> **DATASET EXCERPTS**:
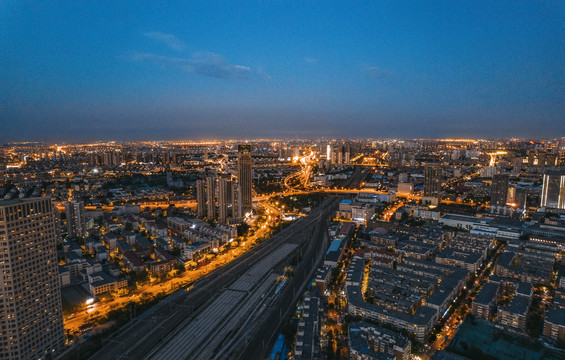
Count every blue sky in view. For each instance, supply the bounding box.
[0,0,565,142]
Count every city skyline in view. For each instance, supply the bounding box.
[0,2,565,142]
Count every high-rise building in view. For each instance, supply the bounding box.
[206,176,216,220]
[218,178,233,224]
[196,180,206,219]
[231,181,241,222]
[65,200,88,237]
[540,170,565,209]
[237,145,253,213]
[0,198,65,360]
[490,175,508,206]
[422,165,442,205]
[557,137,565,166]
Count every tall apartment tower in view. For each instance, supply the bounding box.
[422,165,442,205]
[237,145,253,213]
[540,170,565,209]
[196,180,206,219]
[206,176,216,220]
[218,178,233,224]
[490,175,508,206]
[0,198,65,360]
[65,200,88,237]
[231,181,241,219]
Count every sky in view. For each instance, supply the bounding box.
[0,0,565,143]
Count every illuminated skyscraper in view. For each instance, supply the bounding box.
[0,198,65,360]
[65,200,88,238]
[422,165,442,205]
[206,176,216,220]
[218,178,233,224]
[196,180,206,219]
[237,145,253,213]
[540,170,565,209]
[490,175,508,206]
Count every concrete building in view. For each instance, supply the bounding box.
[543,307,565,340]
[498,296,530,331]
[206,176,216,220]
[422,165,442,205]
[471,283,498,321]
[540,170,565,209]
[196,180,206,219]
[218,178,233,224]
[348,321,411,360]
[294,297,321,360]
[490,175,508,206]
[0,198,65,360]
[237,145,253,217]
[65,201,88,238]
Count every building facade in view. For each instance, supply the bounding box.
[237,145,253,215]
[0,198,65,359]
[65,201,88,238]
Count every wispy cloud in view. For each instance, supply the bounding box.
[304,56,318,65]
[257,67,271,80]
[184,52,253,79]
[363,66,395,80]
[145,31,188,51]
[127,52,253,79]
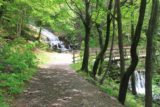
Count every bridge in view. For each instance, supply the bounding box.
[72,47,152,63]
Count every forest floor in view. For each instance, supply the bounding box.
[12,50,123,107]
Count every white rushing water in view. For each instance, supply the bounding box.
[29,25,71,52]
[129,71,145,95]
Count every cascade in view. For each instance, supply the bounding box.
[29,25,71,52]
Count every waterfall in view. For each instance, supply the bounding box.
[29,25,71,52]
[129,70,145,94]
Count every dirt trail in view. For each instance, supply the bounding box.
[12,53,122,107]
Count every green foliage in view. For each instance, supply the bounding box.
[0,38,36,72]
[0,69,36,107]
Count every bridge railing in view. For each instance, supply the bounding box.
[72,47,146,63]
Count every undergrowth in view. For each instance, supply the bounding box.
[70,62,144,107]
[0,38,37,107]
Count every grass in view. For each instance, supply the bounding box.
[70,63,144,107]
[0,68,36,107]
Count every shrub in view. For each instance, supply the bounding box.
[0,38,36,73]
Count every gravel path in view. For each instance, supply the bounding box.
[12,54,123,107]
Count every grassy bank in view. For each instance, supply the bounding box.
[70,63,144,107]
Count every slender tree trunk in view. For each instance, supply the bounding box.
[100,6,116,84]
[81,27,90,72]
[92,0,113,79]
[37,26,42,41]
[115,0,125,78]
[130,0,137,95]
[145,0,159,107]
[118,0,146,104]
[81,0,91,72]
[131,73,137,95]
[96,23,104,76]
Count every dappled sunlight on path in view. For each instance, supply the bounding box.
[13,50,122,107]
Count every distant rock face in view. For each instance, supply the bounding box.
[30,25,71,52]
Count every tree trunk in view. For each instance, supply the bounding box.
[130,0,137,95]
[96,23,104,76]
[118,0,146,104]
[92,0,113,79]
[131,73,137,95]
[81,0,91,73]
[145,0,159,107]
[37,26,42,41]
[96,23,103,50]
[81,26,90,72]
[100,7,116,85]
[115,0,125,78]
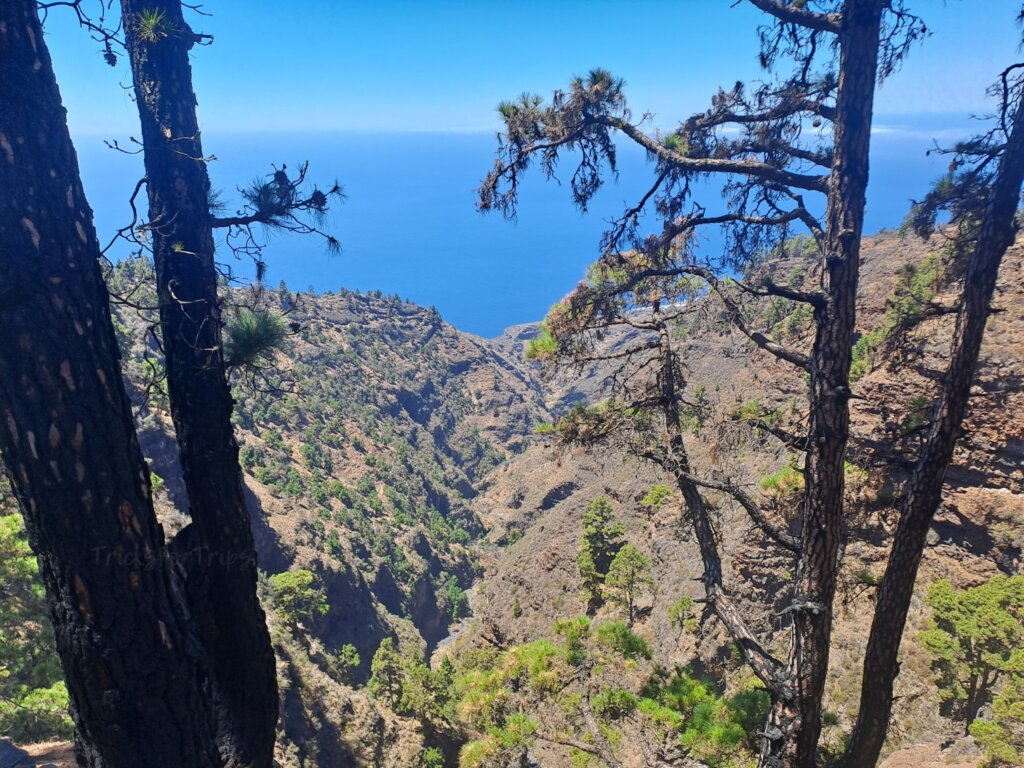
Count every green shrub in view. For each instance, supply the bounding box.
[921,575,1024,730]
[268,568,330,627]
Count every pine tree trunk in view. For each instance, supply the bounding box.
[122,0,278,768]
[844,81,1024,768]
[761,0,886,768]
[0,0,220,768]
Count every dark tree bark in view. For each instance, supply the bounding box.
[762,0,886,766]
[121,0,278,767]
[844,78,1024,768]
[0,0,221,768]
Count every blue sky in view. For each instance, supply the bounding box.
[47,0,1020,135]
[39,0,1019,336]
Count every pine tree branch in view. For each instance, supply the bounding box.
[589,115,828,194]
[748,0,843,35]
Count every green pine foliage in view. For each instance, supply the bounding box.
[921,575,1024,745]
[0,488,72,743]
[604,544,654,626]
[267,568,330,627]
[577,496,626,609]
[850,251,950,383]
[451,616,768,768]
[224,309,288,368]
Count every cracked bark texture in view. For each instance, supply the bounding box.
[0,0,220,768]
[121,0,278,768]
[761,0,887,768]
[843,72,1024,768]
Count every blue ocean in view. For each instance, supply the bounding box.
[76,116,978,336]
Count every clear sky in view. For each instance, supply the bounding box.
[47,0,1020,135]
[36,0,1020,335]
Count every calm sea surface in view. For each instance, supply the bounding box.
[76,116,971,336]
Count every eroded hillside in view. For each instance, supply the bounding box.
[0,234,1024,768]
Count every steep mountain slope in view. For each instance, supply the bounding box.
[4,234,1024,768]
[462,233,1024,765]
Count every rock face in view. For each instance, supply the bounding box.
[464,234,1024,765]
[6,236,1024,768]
* * *
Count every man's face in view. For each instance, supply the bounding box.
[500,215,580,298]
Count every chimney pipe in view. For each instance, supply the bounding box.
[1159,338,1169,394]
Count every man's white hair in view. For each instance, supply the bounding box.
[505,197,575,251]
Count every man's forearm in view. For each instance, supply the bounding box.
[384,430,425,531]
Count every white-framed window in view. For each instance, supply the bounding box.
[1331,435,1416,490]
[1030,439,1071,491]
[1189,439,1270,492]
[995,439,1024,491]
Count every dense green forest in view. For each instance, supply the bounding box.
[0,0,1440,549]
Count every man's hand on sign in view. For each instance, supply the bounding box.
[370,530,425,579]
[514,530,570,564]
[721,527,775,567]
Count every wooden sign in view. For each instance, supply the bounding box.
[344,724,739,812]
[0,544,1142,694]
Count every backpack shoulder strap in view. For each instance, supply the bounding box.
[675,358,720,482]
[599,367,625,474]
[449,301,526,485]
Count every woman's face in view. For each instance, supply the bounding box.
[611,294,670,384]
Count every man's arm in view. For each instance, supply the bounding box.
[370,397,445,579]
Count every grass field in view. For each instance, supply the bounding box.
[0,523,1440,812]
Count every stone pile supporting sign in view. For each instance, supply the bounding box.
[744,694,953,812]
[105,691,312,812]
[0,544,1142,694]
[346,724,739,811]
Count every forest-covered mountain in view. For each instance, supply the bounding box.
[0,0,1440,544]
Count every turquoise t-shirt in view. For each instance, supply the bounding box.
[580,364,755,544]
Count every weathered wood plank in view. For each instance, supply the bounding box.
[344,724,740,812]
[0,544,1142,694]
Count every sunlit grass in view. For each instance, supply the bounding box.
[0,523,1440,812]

> **EXERCISE OBJECTIVE**: Which lines in the data above contain the string "tree" with the same capitalization? Copy each of those lines.

> **ANSWER IN FULL**:
Count every slender tree trunk in view. For each instance, supply the bounding box.
Count every tree trunk in view. For each instance, supply the bounding box.
Count every pine tree trunk in view. For each instance, supply the bounding box.
Count every dark tree bark in view. For each instance, supply the bounding box.
Count every pine tree branch in view. For each instance, supply the bounding box.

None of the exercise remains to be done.